START RECORDED INFORMATION

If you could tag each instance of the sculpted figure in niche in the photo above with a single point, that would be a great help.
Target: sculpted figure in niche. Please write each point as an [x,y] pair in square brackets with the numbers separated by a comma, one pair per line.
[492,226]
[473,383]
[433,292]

END RECORDED INFORMATION

| WHAT YOU ARE ASKED TO DO |
Copy out the whole listing, exactly as written.

| EXERCISE RESPONSE |
If you could tag each instance of the sculpted figure in niche in the photo above with a single point, that would be a great help.
Target: sculpted figure in niche. Please write each point as an [x,y] pair in square brackets with the numbers separated by a comma, one pair per line.
[492,226]
[473,383]
[433,292]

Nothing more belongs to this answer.